━━━ SOURCE MATERIAL ━━━
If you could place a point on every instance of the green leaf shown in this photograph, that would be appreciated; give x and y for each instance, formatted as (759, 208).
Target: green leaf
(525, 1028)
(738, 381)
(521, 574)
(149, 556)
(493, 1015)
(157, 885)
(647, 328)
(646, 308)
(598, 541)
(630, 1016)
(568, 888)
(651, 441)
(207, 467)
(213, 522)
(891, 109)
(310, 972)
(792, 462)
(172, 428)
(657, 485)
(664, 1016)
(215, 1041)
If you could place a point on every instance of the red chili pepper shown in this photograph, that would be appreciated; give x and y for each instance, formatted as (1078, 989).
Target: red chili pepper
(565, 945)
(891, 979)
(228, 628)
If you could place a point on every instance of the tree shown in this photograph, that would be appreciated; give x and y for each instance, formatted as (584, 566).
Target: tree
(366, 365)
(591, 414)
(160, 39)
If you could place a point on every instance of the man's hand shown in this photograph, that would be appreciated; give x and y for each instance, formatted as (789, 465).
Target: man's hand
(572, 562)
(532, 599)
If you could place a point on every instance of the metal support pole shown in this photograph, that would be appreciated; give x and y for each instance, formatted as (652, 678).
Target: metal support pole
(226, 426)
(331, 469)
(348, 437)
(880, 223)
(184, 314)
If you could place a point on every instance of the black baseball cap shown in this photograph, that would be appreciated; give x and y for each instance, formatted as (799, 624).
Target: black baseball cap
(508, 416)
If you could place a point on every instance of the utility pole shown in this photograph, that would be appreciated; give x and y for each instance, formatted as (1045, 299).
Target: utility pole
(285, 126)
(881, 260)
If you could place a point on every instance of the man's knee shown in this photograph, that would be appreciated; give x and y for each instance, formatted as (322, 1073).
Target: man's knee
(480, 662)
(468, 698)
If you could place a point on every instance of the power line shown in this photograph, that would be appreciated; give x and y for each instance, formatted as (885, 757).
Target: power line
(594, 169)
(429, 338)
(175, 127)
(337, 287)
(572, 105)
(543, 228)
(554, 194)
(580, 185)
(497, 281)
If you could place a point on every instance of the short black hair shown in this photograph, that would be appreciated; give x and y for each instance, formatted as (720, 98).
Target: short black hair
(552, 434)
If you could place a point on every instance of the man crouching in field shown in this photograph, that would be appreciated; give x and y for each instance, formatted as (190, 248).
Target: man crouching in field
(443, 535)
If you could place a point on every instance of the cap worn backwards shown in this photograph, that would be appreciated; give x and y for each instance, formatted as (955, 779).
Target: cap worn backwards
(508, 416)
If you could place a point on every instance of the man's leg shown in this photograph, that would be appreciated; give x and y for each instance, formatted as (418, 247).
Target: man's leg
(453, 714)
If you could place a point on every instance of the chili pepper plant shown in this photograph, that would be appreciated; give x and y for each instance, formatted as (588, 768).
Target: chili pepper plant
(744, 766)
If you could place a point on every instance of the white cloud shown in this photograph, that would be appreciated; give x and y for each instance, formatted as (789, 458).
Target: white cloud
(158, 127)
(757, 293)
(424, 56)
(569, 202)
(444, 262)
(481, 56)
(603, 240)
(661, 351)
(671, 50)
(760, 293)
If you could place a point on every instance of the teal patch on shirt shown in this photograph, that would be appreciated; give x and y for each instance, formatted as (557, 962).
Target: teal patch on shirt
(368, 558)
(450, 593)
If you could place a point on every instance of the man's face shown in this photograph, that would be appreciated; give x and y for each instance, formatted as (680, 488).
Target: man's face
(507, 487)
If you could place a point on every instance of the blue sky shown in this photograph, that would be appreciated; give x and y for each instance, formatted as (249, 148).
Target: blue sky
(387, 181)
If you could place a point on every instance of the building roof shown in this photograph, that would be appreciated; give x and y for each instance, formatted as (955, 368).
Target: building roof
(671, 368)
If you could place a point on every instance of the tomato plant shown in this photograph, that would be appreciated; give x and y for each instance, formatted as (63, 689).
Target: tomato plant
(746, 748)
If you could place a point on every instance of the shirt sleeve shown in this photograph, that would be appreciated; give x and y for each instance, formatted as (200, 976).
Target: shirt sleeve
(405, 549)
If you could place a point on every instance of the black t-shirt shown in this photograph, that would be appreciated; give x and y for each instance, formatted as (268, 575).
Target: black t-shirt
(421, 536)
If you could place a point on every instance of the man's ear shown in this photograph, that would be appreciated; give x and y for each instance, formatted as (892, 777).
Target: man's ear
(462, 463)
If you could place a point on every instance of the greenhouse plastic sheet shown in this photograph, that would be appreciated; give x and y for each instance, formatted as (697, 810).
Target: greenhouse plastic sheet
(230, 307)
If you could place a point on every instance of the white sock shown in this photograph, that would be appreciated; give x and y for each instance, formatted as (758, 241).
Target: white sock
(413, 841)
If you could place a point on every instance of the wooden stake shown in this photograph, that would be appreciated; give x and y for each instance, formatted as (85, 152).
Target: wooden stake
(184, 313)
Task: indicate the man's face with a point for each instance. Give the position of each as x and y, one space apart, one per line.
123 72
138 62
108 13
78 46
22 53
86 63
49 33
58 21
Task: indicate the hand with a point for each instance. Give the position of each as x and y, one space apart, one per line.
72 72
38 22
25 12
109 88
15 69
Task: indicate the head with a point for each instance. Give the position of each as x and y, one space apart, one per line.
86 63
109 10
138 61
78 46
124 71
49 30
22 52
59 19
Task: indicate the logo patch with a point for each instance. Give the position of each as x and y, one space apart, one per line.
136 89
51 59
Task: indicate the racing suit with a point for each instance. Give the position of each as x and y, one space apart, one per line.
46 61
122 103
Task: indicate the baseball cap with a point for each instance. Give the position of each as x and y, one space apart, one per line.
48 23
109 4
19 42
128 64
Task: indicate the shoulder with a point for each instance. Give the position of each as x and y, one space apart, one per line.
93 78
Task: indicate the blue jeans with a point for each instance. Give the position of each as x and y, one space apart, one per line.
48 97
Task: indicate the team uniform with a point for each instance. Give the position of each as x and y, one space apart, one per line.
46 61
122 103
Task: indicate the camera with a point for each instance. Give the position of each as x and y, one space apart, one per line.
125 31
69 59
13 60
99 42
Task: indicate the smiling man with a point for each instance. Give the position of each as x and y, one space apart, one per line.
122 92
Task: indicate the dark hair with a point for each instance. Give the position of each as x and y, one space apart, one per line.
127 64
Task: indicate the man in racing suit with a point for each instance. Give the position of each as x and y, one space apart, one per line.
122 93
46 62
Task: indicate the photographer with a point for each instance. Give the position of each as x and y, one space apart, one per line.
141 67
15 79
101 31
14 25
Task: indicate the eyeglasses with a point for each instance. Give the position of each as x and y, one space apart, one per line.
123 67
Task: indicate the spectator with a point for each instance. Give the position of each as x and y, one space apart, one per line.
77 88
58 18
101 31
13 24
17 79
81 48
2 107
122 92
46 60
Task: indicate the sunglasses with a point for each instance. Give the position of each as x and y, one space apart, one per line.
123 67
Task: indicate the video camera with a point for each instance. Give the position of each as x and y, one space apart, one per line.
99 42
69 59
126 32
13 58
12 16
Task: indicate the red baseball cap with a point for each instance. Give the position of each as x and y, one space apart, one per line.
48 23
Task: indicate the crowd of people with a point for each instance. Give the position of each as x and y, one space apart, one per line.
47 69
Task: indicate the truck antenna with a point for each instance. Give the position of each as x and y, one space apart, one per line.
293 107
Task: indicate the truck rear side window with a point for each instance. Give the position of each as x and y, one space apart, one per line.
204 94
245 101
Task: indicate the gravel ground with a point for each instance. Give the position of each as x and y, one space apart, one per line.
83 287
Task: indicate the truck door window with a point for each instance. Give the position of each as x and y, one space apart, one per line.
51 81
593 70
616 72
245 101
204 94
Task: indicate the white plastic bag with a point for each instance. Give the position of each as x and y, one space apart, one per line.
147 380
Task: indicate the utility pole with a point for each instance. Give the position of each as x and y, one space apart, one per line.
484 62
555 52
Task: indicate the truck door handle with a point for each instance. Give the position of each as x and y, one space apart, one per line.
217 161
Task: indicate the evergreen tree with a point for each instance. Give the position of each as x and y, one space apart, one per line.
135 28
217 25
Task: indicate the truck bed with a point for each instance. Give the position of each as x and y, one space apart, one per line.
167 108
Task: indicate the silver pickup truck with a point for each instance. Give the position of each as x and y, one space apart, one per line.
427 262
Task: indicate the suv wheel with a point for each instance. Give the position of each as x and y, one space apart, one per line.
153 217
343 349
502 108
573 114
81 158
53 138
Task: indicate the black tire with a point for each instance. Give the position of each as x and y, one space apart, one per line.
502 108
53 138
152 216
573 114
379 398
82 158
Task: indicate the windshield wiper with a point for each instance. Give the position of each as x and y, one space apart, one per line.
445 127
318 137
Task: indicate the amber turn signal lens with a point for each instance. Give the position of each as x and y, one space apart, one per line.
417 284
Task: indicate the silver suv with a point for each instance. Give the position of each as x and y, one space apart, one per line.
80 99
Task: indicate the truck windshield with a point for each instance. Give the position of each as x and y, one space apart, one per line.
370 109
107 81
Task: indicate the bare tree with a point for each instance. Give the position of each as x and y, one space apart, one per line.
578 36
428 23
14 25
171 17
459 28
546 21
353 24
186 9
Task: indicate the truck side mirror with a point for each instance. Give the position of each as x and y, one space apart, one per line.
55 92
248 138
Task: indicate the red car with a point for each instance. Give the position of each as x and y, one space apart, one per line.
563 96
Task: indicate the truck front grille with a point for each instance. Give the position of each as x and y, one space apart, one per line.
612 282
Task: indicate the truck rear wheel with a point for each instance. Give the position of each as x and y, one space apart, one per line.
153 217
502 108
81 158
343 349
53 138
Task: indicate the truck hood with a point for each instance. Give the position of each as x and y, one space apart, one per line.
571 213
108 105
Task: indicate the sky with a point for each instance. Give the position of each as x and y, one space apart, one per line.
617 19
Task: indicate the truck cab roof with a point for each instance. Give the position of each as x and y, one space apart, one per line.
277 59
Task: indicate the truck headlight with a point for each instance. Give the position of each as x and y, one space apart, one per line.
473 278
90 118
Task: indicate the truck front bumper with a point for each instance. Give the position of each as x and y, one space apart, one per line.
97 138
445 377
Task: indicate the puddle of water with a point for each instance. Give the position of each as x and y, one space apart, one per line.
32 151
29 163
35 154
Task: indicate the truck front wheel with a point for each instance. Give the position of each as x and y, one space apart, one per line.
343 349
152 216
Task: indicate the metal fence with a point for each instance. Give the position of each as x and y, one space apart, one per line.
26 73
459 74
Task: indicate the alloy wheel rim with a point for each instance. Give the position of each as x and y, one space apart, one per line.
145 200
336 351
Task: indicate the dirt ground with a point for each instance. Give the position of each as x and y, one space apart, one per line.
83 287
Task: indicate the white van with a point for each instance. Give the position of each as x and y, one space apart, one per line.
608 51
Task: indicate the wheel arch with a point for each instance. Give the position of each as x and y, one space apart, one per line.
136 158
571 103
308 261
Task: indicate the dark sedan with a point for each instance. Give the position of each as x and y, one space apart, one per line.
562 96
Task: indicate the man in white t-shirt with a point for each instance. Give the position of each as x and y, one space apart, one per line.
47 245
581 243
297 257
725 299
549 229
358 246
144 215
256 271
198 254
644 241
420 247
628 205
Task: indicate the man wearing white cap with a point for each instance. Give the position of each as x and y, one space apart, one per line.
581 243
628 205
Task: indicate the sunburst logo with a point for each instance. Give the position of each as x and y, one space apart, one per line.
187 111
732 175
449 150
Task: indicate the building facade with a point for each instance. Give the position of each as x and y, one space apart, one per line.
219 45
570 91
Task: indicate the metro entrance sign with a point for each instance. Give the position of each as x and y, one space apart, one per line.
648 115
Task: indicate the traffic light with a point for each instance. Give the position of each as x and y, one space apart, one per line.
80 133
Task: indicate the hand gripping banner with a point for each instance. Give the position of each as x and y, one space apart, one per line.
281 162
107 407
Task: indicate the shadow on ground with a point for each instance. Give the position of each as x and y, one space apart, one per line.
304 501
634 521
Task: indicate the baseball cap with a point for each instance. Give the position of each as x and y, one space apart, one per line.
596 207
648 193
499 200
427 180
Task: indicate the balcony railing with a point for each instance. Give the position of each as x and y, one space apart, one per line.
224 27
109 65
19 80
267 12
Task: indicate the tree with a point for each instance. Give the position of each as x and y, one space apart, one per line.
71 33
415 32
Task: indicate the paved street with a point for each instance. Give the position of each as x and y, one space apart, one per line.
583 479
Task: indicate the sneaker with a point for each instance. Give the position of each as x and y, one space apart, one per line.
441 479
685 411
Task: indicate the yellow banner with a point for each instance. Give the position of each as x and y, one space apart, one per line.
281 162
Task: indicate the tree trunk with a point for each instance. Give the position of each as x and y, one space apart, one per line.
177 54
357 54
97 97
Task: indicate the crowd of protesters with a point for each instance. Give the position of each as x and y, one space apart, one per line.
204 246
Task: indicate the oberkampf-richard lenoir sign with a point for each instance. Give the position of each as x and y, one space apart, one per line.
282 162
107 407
━━━
> [REQUIRED ACTION] The reply should hold only the lines of the listing above starting at the line containing "as (249, 148)." and ending at the line containing "as (955, 368).", exactly as written.

> [ANSWER TO THIS EXERCISE]
If you could place a point on every instance of the blue sky shown in this photograph, that would be appreciated; give x and y for each instance, formatted as (249, 148).
Target: blue sky
(387, 181)
If you could place a point on every instance of the building roof shown in this photograph, that would be appreciated; give x and y for each instance, formatted as (955, 368).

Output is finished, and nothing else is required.